*** SOURCE PASSAGE ***

Pubdate: Fri, 23 Jun 2006
Source: Esquimalt News (CN BC)
Copyright: 2006 Esquimalt News
Author: Mark Browne
Bookmark: (Methamphetamine - Canada)


Esquimalt has secured funding along with other municipalities to
tackle the ongoing problem with crystal methamphetamine.

The municipality is receiving $10,000 from the Union of B.C.
Municipalities, part of a provincial government plan to address the
crystal meth problem. Esquimalt has so far received $7,500 and the
balance will be handed over once a report is compiled for the
Community Responses to Crystal Methamphetamine program.

The money Esquimalt receives will be pooled together with cash
received by other Greater Victoria-area municipalities and treated as
a region-wide program, said Esquimalt Mayor Chris Clement.

"That was the thinking, that the various communities would apply and
then we'd pool the resources to get a bigger bang for our the buck,"
he said.

The Capital Region's municipalities will essentially allocate money to
the Crystal Meth Victoria Society, which will in turn finance programs
to educate youths about the harsh realities associated with the drug,
said society president Mark McLaughlin. However, he noted that rather
than waiting for the money to come through, the society has already
begun visiting schools to raise awareness about the dangers of crystal

"The take-home message is we are delivering the meth information
presentation to all the area middle schools and high schools,"
McLaughlin said.

The society is presenting a 45-minute show to students at schools
across the region.

The presentation is backed by a 190-page resource kit that is supplied
to each school free of charge. The program is receiving strong support
from the school district and the Vancouver Island Health Authority,
McLaughlin said.

The presentation, which includes a Power Point slide show and a
17-minute video, has received good reviews from students and teachers,
he said.

The presentation was made to students at Esquimalt high school earlier
this year.

*** ENTRIES SHOWN ***

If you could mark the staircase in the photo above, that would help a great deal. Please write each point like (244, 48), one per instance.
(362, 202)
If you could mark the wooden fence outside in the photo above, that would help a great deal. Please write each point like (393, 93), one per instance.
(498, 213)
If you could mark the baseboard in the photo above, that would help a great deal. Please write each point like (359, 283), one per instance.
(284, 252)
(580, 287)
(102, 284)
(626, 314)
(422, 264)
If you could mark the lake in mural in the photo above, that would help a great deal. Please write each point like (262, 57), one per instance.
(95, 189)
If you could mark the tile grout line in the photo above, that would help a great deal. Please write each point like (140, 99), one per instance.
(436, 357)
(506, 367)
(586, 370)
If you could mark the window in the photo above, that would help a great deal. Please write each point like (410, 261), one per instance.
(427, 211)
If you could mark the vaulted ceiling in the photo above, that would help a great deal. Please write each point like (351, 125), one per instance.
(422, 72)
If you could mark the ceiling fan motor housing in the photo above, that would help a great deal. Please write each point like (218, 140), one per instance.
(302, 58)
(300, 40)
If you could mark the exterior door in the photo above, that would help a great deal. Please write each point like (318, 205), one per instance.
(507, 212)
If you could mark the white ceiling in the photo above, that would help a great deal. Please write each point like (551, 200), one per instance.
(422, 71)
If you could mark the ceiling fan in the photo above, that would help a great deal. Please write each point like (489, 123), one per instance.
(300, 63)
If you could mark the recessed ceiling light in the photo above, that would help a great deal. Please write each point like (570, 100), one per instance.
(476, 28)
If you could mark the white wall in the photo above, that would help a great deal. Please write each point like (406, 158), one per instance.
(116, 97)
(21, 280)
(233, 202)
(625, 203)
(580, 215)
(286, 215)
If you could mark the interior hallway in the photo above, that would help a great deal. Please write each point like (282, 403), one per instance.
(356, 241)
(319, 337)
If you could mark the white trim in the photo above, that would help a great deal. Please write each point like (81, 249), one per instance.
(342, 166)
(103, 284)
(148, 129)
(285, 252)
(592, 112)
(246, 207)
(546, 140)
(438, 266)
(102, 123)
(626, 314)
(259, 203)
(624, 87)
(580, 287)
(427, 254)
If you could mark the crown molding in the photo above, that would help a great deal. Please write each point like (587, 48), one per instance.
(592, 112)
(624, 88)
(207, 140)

***

PROBLEMS TO SOLVE:
1 - Do these statements agree with the Esquimalt article? (a) Esquimalt has already received the full $10,000. (b) Each school gets the resource kit free of charge. (c) The presentation includes a 45-minute video. Answer yes or no for each and quote the deciding words.
2 - Could you continue the Esquimalt article from its last sentence?
The lines are separate material, apart from the Esquimalt article.

EXERCISE RESULTS:
1 -
(a) No: "Esquimalt has so far received $7,500 and the balance will be handed over once a report is compiled"
(b) Yes: "a 190-page resource kit that is supplied to each school free of charge"
(c) No: "The presentation, which includes a Power Point slide show and a 17-minute video"

2 -
The show includes a a display of all of the items that make up a
crystal meth lab, including empty containers which would normally
contain substances used to make crystal meth labelled with skulls and
crossbones and other images to demonstrate the hazardous nature of the
drug's ingredients.

So far, the presentation is having a powerful impact.

"When we do the question-and-answer period, at the end of each show
there are just tons and tons of hands up. People ask questions for 20,
30 minutes onwards," he said.

Many youths become involved with crystal meth without realizing the
serious repercussions.

"Because they're taken by surprise by it we want to minimize that
surprise by letting them know ahead of time what the street drug
called crystal meth is all about," McLaughlin said.

Many youths who McLaughlin has spoken to following the presentations
said they would never touch crystal meth after learning about the
dangers of the drug.

"They're very hungry for this information - and they ask dozens and
dozens of questions at the end of each presentation," he said.

The crystal meth that's on the streets these days is much more
powerful than the drug was in the 1970s, McLaughlin said. The new drug
is more addictive, more toxic and more widespread, he pointed out.

"And you can make it under your sink," McLaughlin said. "We need a
community-wide program of education to inform people about this stuff."